Exercise
Using the records below, transcribe word for word the stretch from the line that contains "column 562, row 494" through the line that contains "column 765, row 524", both end lines included, and nothing else.

Referring expression data
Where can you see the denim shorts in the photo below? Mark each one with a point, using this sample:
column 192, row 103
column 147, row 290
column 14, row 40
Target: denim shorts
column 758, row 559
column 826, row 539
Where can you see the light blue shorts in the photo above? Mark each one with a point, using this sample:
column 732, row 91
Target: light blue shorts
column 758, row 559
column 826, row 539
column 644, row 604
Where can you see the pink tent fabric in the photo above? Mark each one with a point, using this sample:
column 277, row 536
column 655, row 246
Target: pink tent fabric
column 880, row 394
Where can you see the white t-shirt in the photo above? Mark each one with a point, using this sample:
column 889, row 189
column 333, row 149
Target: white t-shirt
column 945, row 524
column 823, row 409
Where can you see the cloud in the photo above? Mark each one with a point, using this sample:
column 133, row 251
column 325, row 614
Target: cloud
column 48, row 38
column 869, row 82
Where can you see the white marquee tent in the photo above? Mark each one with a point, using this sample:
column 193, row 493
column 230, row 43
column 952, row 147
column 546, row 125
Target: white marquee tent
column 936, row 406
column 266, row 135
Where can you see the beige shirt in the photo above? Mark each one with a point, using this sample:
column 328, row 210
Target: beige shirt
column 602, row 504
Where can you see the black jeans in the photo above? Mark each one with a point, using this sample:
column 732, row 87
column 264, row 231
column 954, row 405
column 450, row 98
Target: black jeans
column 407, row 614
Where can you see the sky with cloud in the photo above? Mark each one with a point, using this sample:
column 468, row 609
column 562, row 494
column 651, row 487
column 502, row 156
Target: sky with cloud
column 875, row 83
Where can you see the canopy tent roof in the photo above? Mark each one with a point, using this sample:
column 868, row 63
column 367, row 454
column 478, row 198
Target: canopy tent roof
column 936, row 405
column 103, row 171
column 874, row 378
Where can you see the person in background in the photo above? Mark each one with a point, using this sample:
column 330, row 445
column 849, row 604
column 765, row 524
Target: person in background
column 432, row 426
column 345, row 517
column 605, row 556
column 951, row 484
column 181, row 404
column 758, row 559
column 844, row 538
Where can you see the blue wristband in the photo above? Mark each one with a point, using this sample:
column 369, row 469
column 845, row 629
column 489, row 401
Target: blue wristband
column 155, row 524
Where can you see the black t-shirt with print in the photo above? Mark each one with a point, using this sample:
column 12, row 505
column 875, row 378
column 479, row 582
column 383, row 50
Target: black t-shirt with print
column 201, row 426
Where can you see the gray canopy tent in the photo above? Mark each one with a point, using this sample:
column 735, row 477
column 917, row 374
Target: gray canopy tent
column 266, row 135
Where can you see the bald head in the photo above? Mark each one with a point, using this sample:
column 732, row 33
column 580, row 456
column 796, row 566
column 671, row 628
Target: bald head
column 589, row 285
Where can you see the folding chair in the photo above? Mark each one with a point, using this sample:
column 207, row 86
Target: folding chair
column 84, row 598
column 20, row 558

The completed task
column 562, row 494
column 651, row 487
column 502, row 156
Target: sky with cloud
column 875, row 83
Where can you see the canopy tent roof in the photo above? Mark each one with a point, using this sample:
column 868, row 63
column 367, row 454
column 478, row 198
Target: canopy tent roof
column 936, row 405
column 103, row 171
column 874, row 378
Where can you see the person in background in the photo above? Mark each one with a point, using this sample:
column 330, row 445
column 849, row 604
column 765, row 524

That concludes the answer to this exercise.